▸ **DATASET ENTRIES**
<<<<

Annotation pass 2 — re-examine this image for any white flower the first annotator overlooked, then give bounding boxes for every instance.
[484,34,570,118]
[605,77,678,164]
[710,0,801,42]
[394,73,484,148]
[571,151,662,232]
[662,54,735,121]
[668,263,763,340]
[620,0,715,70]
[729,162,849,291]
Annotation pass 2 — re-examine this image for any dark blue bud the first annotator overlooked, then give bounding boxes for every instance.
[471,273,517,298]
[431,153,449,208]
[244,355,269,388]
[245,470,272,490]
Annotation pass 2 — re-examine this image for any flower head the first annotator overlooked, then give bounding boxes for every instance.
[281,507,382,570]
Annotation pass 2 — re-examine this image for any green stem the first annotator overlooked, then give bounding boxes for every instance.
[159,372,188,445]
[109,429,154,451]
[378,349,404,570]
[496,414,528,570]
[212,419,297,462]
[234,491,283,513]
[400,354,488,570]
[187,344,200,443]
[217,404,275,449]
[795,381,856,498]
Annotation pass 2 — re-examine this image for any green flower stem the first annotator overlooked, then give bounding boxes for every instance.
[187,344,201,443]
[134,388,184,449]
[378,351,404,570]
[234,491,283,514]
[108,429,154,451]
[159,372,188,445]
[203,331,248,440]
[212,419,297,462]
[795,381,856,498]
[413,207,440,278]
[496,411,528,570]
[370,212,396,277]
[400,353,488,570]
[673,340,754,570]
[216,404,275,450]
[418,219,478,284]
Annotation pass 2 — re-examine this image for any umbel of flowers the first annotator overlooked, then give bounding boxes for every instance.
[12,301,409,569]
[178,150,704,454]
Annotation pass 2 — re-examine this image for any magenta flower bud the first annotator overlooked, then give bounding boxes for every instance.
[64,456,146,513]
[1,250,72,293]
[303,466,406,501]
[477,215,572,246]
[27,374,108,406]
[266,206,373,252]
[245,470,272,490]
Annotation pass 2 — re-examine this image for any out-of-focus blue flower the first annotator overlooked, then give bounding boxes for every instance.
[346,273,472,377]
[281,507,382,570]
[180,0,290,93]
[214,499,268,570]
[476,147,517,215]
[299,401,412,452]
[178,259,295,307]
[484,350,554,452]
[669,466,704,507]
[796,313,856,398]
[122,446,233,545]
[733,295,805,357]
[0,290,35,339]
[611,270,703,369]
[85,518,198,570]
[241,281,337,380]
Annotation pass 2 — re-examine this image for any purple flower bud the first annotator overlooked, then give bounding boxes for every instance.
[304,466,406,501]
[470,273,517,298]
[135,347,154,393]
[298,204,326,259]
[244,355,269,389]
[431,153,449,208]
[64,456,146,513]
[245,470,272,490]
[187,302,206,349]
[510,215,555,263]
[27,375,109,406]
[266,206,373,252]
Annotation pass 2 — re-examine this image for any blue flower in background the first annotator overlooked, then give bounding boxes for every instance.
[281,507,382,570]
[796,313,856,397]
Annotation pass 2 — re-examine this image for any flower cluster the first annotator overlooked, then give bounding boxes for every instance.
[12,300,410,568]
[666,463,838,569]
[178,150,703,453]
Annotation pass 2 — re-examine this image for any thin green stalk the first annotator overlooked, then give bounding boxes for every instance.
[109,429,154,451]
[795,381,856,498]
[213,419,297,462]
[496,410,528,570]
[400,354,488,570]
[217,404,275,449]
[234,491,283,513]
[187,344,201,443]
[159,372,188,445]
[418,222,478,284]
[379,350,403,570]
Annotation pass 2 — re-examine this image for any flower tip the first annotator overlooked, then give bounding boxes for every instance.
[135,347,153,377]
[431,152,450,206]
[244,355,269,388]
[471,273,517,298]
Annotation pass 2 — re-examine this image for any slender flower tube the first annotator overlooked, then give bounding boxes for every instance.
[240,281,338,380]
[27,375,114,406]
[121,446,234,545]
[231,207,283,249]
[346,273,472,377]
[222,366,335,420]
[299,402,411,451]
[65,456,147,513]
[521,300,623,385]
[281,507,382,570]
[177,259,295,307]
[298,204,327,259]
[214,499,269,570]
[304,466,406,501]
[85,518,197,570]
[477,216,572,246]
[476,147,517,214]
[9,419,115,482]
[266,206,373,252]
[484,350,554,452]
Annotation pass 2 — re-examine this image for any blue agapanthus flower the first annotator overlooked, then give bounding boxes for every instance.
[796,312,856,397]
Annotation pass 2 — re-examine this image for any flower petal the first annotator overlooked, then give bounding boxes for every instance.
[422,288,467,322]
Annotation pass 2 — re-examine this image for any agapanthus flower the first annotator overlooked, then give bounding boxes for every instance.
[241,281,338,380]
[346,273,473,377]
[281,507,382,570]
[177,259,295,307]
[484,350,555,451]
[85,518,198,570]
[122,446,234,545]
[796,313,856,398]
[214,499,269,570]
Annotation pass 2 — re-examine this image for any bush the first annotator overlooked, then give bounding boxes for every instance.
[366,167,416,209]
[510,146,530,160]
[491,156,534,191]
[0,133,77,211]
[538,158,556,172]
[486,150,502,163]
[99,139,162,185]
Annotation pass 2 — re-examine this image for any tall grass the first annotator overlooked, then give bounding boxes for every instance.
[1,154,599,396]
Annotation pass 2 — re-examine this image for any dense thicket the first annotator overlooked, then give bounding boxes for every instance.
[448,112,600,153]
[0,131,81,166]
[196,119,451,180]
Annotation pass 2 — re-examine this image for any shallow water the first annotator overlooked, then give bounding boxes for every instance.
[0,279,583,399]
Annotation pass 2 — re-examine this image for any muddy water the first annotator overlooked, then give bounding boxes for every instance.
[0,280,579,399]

>>>>

▸ **DESCRIPTION OF THE TASK**
Please retype every entry above exactly as it stands.

▸ **ANSWER SECTION**
Annotation pass 2 — re-examine this image for any white flower the first annotator overlooked, then give bounding boxes for every instance.
[484,34,570,118]
[605,77,678,164]
[710,0,801,42]
[394,73,484,148]
[571,151,662,232]
[662,54,735,121]
[668,263,763,340]
[620,0,715,70]
[729,162,849,291]
Annotation pass 2 — re-examine this image for any dark blue bud the first annotator overlooked, then give bounding boxes for every instance.
[471,273,517,298]
[431,153,449,208]
[244,355,269,388]
[245,470,272,490]
Annotation pass 2 — re-examine this image for any flower head the first annotator overlooked, then give bounding boxes for every instance.
[281,507,382,570]
Annotation pass 2 — re-examine this image for any green stem the first annotator overlooked, then give bounding boxes for every instance.
[159,372,188,445]
[109,429,154,451]
[378,349,404,570]
[496,414,528,570]
[212,419,297,462]
[234,491,283,513]
[400,354,488,570]
[187,344,200,443]
[217,404,275,449]
[795,381,856,498]
Annotation pass 2 — re-examine this image for any green flower stem the first annotator overlooked, then give bounding boxes for every instance.
[187,344,201,443]
[134,388,184,449]
[378,351,404,570]
[234,491,283,514]
[108,429,154,451]
[159,372,188,445]
[203,331,248,440]
[212,419,297,462]
[795,381,856,498]
[413,207,440,278]
[496,411,528,570]
[370,212,396,277]
[400,353,488,570]
[673,340,754,570]
[216,404,275,450]
[418,219,478,284]
Annotation pass 2 — re-examine this image for any umbel of flowers the first annotator overlooked, then give bounding boxes for every instance.
[12,301,409,569]
[178,150,704,454]
Annotation pass 2 — re-examine this image for any magenta flower bud the first annotator overlooked, then give bounding boxes for every instance.
[64,456,146,513]
[1,250,72,293]
[303,466,406,501]
[477,215,572,246]
[27,374,108,406]
[266,206,373,252]
[245,470,272,490]
Annotation pass 2 — re-examine this image for any out-of-focus blue flower the first annotator overlooked, then give bounding boxes for every instance.
[346,273,472,377]
[281,507,382,570]
[180,0,290,93]
[214,499,268,570]
[476,147,517,215]
[299,401,412,452]
[178,259,295,307]
[484,350,554,452]
[669,466,704,507]
[796,313,856,398]
[122,446,233,545]
[733,295,805,357]
[0,290,35,339]
[611,270,703,369]
[85,518,198,570]
[241,281,337,380]
Annotation pass 2 — re-examine this image for any purple flower bud the first annotator overlooked, then give bounding boxes for every instance.
[304,466,406,501]
[470,273,517,298]
[135,347,154,393]
[298,204,326,259]
[244,355,269,389]
[431,153,449,208]
[64,456,146,513]
[245,470,272,490]
[187,302,206,349]
[510,215,555,263]
[27,375,109,406]
[266,206,373,252]
Annotation pass 2 — re-examine this image for any blue flower in background the first annotator overlooked, then give bounding boxes for every instance.
[281,507,382,570]
[796,313,856,397]
Annotation pass 2 — re-examine this image for any flower cluster the first annotator overlooked, then give bounding boxes for every instance.
[12,300,410,568]
[666,463,838,569]
[178,150,703,453]
Annotation pass 2 — re-examine this image for any thin green stalk the first annotator overlooked, then give bounding boxes for every instance.
[109,429,154,451]
[795,381,856,498]
[213,419,297,462]
[496,410,528,570]
[400,354,488,570]
[217,404,275,449]
[234,491,283,513]
[187,344,201,443]
[159,372,188,445]
[418,222,478,284]
[379,350,403,570]
Annotation pass 2 — re-examine this image for any flower tip the first annotator overlooked, then give bounding boxes for every instance.
[135,347,153,377]
[431,152,450,206]
[244,355,269,388]
[471,273,517,298]
Annotation pass 2 — re-examine this image for any slender flower tube the first annotator overlooked, then give bounding boxes for every instance.
[240,281,338,380]
[27,375,114,406]
[121,446,234,545]
[231,207,283,249]
[346,273,472,377]
[222,366,335,420]
[299,402,411,451]
[65,456,147,513]
[521,300,623,385]
[281,507,382,570]
[177,259,295,307]
[298,204,327,259]
[214,499,269,570]
[304,466,406,501]
[85,518,197,570]
[477,216,572,246]
[476,147,517,214]
[9,419,115,482]
[266,206,373,252]
[484,350,554,452]
Annotation pass 2 — re-examine this image for any blue agapanthus flower the first annotator overlooked, then give bounding boxes for every instance.
[796,312,856,397]
Annotation pass 2 — re-examine this image for any flower petal the first annotator overlooked, then give bounding boxes for every instance.
[422,288,467,322]
Annotation pass 2 — re-examine this image for any agapanthus flower the first annotator overlooked, then give bounding boxes for every instance.
[241,281,338,380]
[346,273,473,377]
[281,507,382,570]
[177,259,295,307]
[484,350,555,451]
[85,518,198,570]
[122,446,234,545]
[796,313,856,398]
[214,499,269,570]
Annotation pass 2 — re-examine this image for any bush the first annotator overlooked, then give bounding boxes for every instance.
[366,167,416,209]
[510,146,530,160]
[491,156,534,191]
[0,133,77,211]
[538,158,556,172]
[486,150,502,163]
[99,139,162,185]
Annotation pass 2 — re-examine this image for any tall grass the first annotator overlooked, then give bounding boxes for every instance.
[1,154,599,396]
Annotation pass 2 — re-examine this image for any dense thicket the first annotator overlooked, then give bounding boxes for every instance.
[448,112,600,153]
[0,131,81,166]
[196,119,451,180]
Annotation pass 2 — re-examine this image for any shallow water the first annotator overlooked, then give bounding boxes for every instance.
[0,279,583,399]
Annotation pass 2 — re-examine this image for any muddy water the first annotator overlooked, then give bounding boxes for every instance.
[0,280,579,399]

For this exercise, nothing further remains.